### Extrait source

Quand avez-vous commencé à dessiner ?

" J'ai toujours gribouillé. Sur mes cahiers d'écoliers, au dos des sous-bock, à même la peau. Avant même de proposer "Du Vivant des Gueux" à l'édition, le personnage de Bernard le loubard était déjà story-boardé de manière très ingrate, "cheap" comme on dit dans le jargon des éliteeeuhs culturelleeeuuuhs.

Quand Les Venterniers m'ont proposé la parution du bouquin, je me suis remis au travail. Je venais d'arriver au Sénégal, je ne connaissais personne et n'avais, la journée en période d'hivernage, qu'un ventilo pour compagnie. Et du temps. 

Voilà comment le feutre est devenu cet amant qu'on serre compulsivement et qu'on peine à lacher, qu'on prend avec nous partout et qu'on décapuchonne dès que possible. Malléable, peu encombrant ( même si de plus en plus), on l'emmène en virée nocturne autant qu'aux pique-niques champêtres. Et il ne me lâche plus.  "

Vous étiez très noir et blanc et désormais, ça explose de couleurs... 

" Est-ce le fait d'avoir vécu au Sénégal  ? La lassitude du noir-gris-blanc ? Je ne sais pas. Je me suis laissé tout naturellement débordé par la couleur." 

Vous évoquez souvent le terme de "cicatriques": titre d'expo, autoportrait cicatrique... 

" J'utilise très peu la gomme et le crayon apparait toujours. Je ne repasse jamais sur le crayon, je l'encercle, je l'assiège, je tourne autour et il reste. Ca date de pas mal de temps. Cicatrique, c'est le lien entre le fond et la forme, la psychatrie et la cicatrice. Ca parait un peu pompeux comme ça mais j'ai trouvé ce truc interressant, l'idée que tout marque, laisse une trace. Je crois aussi que le suicide de mon fère qui s'est jeté sous un train à vingt deux ans m'a marqué à un tel point que je dessine aussi pour me débarrasser de l'obsession en tentant de me soigner. C'est une psychanalyse. La voie ferrée est d'ailleurs un leit motiv dans la plupart des tableaux. Je peux dessiner plus de vingt heures par jours, c'est à la fois un échapatoire, un exutoire, un miroir déformant, une conception du monde, un machin politique, une rêverie poétique et une forme de psychothérapie. Il y a, j'espère, autant de tendresse que de désaroi, de loufoquerie autant que du ressenti d'être au monde. Depuis la naissance de mon fils, je rajoute des pandas, des dragons, des lions, des tracteurs ( et il les cherche, façon "où est charlie" ) et ça n'empèche pas les attentats, l'intégrisme de tout poil,  l'usage d'armes de guerre par les policiers, le traitement scandaleux des migrants, et même les souvenirs douloureux, la part d'intime, le désir, le sexe, la mort,  la parentalité."

### À faire
(1) Dans l'entretien, quelle était la seule compagnie de l'artiste pendant la journée, en période d'hivernage au Sénégal ?
(2) Recopiez le passage de l'entretien qui commence par « Quand Les Venterniers » et se termine par « explose de couleurs... ».
Vous n'aurez pas besoin du matériel.

### Données recueillies
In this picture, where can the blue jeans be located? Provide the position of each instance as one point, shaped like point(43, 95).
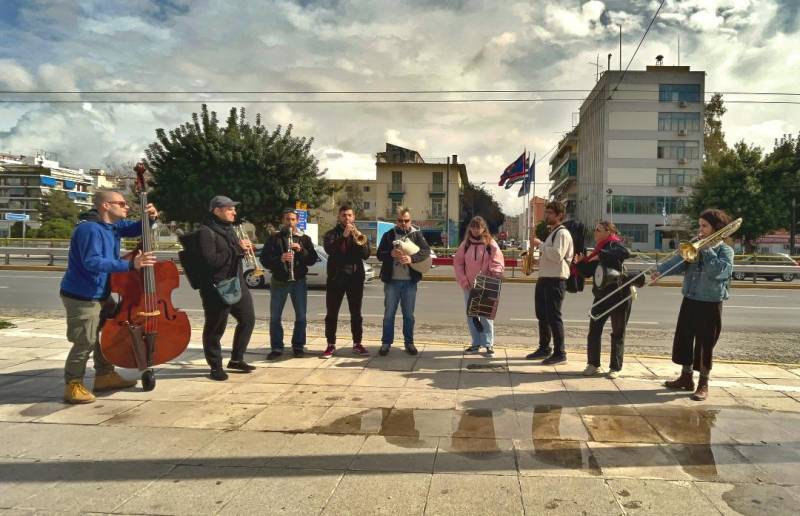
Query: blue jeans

### Réponses par tâche
(1) Un ventilo.

(2)
Quand Les Venterniers m'ont proposé la parution du bouquin, je me suis remis au travail. Je venais d'arriver au Sénégal, je ne connaissais personne et n'avais, la journée en période d'hivernage, qu'un ventilo pour compagnie. Et du temps. 

Voilà comment le feutre est devenu cet amant qu'on serre compulsivement et qu'on peine à lacher, qu'on prend avec nous partout et qu'on décapuchonne dès que possible. Malléable, peu encombrant ( même si de plus en plus), on l'emmène en virée nocturne autant qu'aux pique-niques champêtres. Et il ne me lâche plus.  "

Vous étiez très noir et blanc et désormais, ça explose de couleurs...